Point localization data
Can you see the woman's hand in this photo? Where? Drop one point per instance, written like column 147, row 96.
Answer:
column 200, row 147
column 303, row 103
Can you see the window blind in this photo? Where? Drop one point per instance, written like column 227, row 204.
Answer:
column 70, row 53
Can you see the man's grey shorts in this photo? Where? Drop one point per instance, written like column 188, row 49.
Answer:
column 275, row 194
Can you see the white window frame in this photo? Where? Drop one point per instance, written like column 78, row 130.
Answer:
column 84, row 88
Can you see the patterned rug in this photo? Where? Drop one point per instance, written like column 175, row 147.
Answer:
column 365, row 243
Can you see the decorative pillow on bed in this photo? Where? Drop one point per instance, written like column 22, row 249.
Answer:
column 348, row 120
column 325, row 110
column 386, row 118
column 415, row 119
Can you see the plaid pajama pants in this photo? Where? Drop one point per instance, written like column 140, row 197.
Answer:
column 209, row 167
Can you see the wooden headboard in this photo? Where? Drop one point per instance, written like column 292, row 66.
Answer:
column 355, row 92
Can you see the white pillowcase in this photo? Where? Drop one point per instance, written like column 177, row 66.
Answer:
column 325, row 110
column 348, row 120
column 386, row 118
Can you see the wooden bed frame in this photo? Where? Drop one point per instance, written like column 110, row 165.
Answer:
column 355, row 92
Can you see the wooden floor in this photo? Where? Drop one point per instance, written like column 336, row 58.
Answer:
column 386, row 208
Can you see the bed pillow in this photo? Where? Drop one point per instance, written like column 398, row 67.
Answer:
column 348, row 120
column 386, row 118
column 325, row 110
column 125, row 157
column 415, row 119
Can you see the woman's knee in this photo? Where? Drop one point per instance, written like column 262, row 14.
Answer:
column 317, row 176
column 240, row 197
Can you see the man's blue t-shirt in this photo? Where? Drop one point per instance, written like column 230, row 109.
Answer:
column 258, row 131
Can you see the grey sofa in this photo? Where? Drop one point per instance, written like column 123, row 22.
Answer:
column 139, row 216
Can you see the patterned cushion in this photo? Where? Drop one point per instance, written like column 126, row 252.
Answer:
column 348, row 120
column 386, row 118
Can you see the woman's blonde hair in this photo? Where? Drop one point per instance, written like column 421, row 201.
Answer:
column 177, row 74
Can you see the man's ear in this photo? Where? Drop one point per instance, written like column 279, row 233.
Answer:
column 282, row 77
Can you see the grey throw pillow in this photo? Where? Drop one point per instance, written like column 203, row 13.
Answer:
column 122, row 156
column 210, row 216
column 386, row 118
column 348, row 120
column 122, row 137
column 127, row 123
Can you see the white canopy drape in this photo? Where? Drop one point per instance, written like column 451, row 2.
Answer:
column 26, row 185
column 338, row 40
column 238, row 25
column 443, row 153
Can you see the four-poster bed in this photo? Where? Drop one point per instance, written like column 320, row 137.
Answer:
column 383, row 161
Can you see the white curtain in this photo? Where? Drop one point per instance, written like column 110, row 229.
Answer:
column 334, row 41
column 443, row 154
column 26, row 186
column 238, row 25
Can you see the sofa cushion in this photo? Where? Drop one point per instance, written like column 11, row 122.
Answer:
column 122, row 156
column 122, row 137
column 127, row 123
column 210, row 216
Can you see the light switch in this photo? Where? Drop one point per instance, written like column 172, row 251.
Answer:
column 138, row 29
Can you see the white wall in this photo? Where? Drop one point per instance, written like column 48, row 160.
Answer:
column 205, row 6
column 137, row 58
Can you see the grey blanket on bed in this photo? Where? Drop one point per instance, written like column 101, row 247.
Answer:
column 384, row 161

» **Work item**
The lines to return are those in the entries above that hold "sofa".

» **Written answer**
Can you see the grey sofa in this photo? Where? Drop one point per instance, written like column 123, row 22.
Can you see the sofa cushion in this photo? Where? Drop one point per instance, written like column 11, row 122.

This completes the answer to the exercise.